→ MATERIAL SUPPLIED:

---

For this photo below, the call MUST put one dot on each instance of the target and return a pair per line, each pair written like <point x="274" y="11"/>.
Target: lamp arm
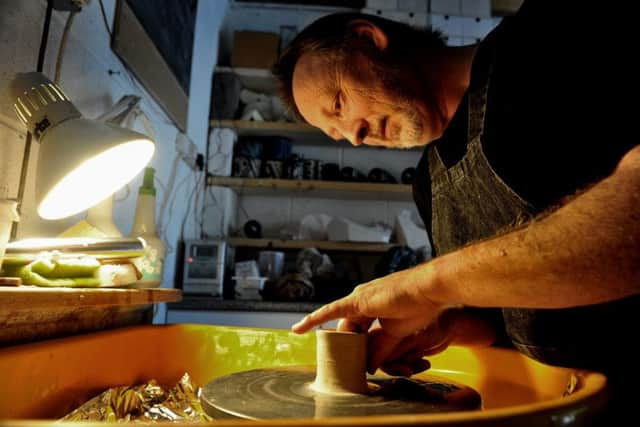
<point x="119" y="112"/>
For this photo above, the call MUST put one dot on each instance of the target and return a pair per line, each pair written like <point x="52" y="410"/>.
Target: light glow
<point x="96" y="179"/>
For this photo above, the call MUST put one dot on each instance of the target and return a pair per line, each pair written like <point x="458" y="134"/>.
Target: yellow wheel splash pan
<point x="44" y="381"/>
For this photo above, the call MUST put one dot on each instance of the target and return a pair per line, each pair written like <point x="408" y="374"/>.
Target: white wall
<point x="86" y="80"/>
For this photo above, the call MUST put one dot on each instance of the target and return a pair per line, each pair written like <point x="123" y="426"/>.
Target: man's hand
<point x="397" y="305"/>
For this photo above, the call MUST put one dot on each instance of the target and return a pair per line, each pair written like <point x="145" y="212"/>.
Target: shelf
<point x="255" y="79"/>
<point x="31" y="313"/>
<point x="297" y="132"/>
<point x="40" y="298"/>
<point x="324" y="245"/>
<point x="321" y="189"/>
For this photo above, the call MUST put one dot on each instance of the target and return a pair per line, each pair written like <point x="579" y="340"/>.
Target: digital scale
<point x="204" y="266"/>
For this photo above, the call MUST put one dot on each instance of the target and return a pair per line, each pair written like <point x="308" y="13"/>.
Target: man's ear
<point x="370" y="31"/>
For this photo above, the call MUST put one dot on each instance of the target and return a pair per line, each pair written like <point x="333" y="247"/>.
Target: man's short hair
<point x="331" y="36"/>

---

→ EXERCISE: Working through the records, copy each line in which the word "above" appears.

→ RESULT OF THE EXERCISE:
For this photo above, the call MUST put one dot on each instance of the target and return a pair per line, each pair written like <point x="52" y="410"/>.
For this photo above, the call MUST put one dot on each instance of the target and return a pair per line, each pair written like <point x="458" y="134"/>.
For this photo above, the call MUST put one dot on each instance of the target and return a pair per line, each pair written like <point x="408" y="374"/>.
For this photo above, the call MUST put one dot on each instance of the target and return a pair per line, each pair written like <point x="123" y="426"/>.
For this photo above, the call MUST put one dot on each instance of the target and return a pair per line, each pair written like <point x="145" y="212"/>.
For this photo above, the call MUST put one dot on each instance of the target and return a pair per line, each pair written like <point x="579" y="340"/>.
For this photo above, the call MUST put one dot on each instance of the target and return a pair per line, each pair written like <point x="308" y="13"/>.
For this photo above, the call MUST put one dot on each instance of the target and return a pair per line, each pair written like <point x="333" y="247"/>.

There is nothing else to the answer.